(Stored data entries)
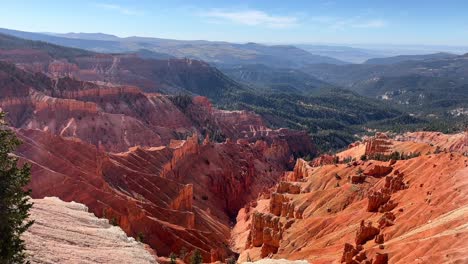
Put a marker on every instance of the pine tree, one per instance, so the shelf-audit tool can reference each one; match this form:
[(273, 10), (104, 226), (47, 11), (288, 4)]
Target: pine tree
[(14, 201)]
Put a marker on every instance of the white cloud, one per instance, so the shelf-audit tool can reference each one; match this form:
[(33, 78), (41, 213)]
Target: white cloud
[(376, 23), (340, 23), (118, 8), (252, 18)]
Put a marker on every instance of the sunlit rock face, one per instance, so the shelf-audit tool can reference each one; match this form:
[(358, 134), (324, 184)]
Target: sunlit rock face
[(363, 211), (67, 233)]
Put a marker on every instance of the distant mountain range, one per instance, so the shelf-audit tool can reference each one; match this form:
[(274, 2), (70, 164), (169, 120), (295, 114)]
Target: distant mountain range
[(285, 56), (402, 58)]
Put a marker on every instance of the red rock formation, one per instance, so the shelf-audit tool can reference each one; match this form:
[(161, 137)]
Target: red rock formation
[(377, 170), (376, 200), (365, 233), (379, 144), (325, 159), (333, 208), (288, 187)]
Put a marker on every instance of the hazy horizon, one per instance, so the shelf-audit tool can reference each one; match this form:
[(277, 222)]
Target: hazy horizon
[(301, 22)]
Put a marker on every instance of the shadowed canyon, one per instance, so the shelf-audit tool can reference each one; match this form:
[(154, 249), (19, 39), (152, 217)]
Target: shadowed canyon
[(137, 157)]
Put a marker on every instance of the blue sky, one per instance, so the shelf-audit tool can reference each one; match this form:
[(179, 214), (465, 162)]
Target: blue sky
[(418, 22)]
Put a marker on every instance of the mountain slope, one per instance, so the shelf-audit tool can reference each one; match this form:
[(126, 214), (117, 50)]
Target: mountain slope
[(282, 80), (212, 52), (402, 58)]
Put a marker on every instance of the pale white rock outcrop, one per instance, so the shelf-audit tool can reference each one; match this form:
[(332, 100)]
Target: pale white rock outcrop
[(67, 233)]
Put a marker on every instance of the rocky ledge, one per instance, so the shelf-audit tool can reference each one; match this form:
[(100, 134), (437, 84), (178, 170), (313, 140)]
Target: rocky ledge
[(66, 233)]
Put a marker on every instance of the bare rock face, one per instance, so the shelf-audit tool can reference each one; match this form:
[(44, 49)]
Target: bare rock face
[(66, 233), (431, 187), (377, 170), (376, 200), (288, 187), (379, 144), (365, 233), (324, 159), (266, 232)]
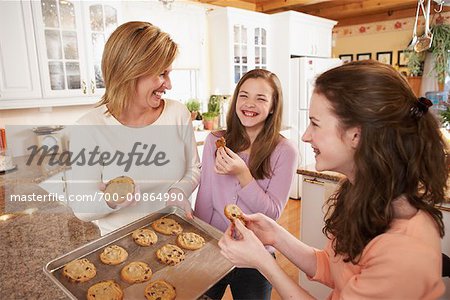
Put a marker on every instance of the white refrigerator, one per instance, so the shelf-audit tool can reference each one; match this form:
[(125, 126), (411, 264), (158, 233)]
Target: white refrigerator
[(303, 72)]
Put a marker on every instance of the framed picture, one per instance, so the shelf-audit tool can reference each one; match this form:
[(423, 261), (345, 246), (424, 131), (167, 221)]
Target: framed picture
[(402, 58), (385, 57), (346, 58), (363, 56)]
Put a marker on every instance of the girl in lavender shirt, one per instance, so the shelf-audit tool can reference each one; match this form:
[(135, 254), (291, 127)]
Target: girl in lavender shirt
[(254, 170)]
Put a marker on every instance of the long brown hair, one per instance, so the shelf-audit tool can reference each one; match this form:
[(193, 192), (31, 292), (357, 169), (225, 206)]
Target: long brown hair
[(398, 154), (266, 141), (133, 50)]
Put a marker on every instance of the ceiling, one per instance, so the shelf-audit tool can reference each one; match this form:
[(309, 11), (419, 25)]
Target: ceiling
[(345, 12)]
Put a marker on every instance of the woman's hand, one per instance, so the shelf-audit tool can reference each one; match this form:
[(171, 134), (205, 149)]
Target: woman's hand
[(129, 201), (229, 163), (178, 198), (265, 228), (247, 251)]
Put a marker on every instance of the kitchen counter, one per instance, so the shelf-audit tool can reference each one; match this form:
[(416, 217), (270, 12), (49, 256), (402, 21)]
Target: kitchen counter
[(333, 176), (34, 232)]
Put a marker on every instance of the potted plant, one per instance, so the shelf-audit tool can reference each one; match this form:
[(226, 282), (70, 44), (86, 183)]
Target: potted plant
[(208, 120), (440, 50), (415, 69), (193, 105)]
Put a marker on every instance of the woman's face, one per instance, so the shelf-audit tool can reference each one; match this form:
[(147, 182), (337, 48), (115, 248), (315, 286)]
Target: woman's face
[(334, 148), (151, 88), (254, 103)]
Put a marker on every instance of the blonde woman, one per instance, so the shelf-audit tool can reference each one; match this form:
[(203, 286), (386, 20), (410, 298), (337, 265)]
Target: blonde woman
[(134, 132)]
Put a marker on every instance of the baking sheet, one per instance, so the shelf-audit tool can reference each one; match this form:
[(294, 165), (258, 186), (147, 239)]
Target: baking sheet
[(192, 277)]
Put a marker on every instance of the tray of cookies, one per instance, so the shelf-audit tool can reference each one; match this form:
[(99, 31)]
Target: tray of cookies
[(161, 256)]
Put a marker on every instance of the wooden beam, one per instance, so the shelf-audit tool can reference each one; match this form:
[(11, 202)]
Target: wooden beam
[(244, 4), (276, 5)]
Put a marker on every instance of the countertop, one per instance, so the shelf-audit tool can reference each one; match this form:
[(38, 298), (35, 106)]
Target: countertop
[(333, 176), (33, 233)]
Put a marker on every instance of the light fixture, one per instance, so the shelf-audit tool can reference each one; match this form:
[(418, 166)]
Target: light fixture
[(167, 3)]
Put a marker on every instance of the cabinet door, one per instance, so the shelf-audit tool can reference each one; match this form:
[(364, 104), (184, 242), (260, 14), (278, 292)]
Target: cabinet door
[(322, 41), (59, 35), (19, 71), (100, 19)]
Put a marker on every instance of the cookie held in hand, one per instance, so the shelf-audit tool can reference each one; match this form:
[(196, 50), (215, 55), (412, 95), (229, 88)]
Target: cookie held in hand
[(221, 143), (190, 241), (233, 212), (79, 270), (118, 189)]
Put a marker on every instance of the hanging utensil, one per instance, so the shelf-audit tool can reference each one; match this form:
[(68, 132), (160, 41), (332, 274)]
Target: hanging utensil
[(414, 38), (424, 42)]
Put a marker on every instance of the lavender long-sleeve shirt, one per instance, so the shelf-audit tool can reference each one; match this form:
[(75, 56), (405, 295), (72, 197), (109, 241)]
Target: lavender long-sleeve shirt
[(267, 196)]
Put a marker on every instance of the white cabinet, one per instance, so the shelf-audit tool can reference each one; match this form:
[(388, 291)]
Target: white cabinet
[(305, 35), (315, 192), (19, 72), (70, 37), (239, 42)]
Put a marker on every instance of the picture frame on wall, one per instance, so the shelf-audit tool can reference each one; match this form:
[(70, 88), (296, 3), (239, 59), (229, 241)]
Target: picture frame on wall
[(385, 57), (346, 58), (363, 56), (402, 58)]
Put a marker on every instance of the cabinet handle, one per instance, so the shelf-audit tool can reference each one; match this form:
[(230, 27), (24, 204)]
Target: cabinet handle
[(83, 87), (314, 181), (92, 86)]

● YOUR OBJECTIVE: Print the lines above from the one with "Target: light fixture" through the one with "[(75, 56), (405, 295), (72, 197), (109, 241)]", both included, exactly as written and nothing more.

● WRITTEN SOLUTION:
Target: light fixture
[(167, 3)]
Put a marker on every instance of the cabinet door, one per instance, so the shelf-audit tool can reference each one; match this form:
[(364, 104), (184, 242), (260, 14), (278, 292)]
Target: cabinet door
[(322, 41), (59, 35), (19, 71), (100, 19)]
Put a marker on every instance of the cookie held in hand, one per instance, so the shelf-audit tool can reference each one; match this form:
[(196, 50), (215, 55), (412, 95), (229, 88)]
Target: cookie held in hand
[(221, 143), (190, 241), (233, 212), (79, 270), (118, 189)]
Put a marker on every instance of the hanging utensil, one per instance, so the shelf-audit tool can reference each one; match this form:
[(68, 132), (160, 41), (332, 274)]
Target: hanging utensil
[(414, 38), (424, 42)]
Put a marker on every instance of the lavender long-sleeve shirt, one per instance, so the shelf-audit tool can reference each one; match this form:
[(75, 56), (405, 295), (72, 197), (109, 241)]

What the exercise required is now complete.